[Saved entries]

----------------------------------------

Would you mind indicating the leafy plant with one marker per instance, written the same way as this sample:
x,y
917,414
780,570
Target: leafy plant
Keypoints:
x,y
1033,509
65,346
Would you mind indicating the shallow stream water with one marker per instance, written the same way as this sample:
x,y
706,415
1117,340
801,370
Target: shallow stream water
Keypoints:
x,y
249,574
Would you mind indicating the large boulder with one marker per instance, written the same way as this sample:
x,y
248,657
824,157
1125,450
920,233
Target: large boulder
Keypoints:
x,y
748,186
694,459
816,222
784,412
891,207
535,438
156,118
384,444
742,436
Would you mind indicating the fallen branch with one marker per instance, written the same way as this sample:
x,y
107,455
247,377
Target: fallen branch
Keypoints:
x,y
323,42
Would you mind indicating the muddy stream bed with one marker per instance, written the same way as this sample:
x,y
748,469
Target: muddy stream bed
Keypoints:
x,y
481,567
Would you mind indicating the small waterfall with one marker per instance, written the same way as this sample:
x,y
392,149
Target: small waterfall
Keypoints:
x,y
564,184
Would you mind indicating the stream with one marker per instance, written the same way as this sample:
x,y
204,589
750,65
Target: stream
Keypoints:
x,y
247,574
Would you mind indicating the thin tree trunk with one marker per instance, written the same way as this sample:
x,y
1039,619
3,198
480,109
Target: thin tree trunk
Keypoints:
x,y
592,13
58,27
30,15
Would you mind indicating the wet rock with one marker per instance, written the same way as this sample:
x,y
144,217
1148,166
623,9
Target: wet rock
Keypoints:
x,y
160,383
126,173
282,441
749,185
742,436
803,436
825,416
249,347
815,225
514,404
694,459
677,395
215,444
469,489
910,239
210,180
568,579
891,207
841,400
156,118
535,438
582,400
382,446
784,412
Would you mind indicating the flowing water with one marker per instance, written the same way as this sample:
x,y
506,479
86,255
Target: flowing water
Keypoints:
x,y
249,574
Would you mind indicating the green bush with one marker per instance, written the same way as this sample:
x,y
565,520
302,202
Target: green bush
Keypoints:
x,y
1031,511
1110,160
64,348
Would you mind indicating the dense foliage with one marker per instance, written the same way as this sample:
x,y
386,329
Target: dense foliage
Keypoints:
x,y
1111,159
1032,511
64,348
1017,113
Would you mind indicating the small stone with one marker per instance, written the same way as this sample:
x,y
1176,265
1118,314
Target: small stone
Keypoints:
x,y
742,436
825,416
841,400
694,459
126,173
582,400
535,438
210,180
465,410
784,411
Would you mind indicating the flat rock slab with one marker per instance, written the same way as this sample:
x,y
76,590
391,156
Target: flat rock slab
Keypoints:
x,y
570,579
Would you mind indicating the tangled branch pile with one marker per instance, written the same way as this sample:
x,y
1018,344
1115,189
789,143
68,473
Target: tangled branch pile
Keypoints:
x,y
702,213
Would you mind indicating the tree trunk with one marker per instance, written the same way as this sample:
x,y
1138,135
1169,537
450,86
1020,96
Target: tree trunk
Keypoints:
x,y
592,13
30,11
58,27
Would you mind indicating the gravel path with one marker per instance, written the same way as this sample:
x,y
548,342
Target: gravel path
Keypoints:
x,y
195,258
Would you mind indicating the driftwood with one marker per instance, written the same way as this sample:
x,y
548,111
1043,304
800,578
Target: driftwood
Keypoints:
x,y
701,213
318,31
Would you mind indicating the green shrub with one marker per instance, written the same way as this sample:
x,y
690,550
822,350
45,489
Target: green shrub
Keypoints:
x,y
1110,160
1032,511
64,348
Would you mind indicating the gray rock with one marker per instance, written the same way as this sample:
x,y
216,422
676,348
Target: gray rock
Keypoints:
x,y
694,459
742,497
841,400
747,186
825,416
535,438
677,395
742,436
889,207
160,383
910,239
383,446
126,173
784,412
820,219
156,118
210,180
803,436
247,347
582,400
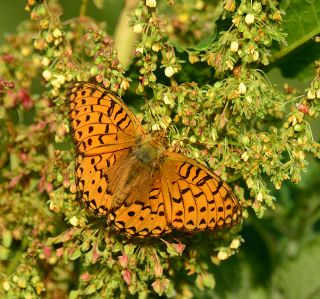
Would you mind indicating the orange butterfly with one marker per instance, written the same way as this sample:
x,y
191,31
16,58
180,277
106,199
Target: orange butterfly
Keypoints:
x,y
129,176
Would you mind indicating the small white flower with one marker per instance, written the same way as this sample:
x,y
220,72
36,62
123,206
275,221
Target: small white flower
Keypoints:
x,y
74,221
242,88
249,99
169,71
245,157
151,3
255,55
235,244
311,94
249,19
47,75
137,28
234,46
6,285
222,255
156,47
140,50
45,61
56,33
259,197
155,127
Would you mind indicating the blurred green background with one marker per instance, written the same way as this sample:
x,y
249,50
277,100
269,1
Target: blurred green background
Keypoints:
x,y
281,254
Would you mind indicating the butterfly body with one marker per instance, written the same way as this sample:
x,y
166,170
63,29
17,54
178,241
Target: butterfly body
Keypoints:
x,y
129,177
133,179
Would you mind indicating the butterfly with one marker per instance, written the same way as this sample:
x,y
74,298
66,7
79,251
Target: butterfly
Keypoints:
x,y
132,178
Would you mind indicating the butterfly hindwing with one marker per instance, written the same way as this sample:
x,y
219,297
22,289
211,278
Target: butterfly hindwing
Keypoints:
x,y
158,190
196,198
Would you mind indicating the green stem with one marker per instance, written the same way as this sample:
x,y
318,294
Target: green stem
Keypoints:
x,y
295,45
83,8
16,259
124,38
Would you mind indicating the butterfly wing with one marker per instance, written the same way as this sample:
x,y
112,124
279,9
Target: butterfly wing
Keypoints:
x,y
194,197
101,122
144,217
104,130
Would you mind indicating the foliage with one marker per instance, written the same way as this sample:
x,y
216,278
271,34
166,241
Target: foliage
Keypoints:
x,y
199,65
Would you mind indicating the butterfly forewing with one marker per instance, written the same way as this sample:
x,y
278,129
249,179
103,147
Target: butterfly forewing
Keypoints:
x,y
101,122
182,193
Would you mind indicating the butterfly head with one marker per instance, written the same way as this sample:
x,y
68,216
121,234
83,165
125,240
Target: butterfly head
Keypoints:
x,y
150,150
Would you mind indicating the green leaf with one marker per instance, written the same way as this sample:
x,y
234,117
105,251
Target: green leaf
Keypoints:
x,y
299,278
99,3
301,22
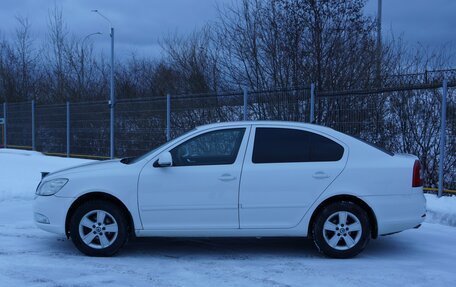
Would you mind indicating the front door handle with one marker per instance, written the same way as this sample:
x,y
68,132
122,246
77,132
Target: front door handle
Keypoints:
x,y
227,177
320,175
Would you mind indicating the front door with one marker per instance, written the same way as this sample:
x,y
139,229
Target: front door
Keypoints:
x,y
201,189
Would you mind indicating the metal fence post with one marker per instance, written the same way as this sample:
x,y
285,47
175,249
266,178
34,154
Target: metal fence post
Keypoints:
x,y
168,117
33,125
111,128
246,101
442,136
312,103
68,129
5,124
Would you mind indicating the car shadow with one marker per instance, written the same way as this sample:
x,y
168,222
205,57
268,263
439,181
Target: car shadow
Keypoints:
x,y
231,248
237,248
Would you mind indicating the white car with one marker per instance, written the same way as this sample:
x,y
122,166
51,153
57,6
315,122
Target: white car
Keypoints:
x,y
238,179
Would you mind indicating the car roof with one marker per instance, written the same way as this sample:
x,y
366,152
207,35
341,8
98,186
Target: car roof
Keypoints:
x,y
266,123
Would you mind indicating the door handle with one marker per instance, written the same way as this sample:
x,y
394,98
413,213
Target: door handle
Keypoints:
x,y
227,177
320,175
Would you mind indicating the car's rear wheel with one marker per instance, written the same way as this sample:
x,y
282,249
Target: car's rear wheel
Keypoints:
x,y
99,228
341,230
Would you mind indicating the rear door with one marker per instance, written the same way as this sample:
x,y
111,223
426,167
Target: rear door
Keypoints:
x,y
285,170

----------------------------------------

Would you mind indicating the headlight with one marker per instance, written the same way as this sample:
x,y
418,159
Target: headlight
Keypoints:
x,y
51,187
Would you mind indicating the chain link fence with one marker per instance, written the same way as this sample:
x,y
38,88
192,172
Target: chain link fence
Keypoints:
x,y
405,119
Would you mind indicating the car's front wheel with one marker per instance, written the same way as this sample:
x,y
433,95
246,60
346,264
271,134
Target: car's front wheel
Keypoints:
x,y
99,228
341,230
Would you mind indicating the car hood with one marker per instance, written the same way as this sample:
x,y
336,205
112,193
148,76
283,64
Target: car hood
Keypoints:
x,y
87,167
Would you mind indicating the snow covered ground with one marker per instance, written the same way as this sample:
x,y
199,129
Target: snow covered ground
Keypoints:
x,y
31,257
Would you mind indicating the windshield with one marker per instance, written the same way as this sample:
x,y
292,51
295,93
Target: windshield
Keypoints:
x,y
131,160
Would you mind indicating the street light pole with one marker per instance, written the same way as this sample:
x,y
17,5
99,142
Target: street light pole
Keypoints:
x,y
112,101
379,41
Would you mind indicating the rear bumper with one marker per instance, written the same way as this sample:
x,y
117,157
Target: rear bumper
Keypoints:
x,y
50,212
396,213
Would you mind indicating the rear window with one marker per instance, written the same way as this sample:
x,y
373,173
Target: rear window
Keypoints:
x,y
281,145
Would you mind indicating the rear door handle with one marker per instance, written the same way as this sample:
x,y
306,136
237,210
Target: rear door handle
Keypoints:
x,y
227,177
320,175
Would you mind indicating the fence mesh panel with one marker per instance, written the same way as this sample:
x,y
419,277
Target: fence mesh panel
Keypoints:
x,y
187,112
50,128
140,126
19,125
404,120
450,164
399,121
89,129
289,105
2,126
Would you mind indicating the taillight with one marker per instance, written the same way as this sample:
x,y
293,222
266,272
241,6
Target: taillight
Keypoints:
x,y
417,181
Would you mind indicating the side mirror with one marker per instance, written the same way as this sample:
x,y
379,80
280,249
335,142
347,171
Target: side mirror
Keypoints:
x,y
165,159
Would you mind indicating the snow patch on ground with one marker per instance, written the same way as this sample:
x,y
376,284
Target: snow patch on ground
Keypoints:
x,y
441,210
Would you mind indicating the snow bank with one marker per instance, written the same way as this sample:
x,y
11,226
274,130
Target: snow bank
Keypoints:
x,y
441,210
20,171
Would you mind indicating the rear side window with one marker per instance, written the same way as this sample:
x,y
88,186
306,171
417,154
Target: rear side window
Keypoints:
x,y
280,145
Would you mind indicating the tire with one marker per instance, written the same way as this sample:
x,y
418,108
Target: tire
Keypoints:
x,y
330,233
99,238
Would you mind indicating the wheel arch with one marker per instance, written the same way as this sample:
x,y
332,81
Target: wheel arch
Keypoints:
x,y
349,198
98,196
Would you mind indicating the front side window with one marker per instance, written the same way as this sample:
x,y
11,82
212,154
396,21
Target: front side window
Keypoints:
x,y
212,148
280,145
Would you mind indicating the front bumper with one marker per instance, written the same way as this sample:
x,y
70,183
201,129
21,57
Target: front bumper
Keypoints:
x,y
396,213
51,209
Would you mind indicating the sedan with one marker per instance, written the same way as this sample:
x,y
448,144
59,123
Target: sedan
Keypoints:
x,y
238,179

----------------------------------------

* WHAT YOU SHOULD DO: For each line above that contains the word "stone", make a copy.

* ANSWER TO THIS EXERCISE:
Would you mind indicating the small stone with one marker per instance, written the same way as this sample:
Target: small stone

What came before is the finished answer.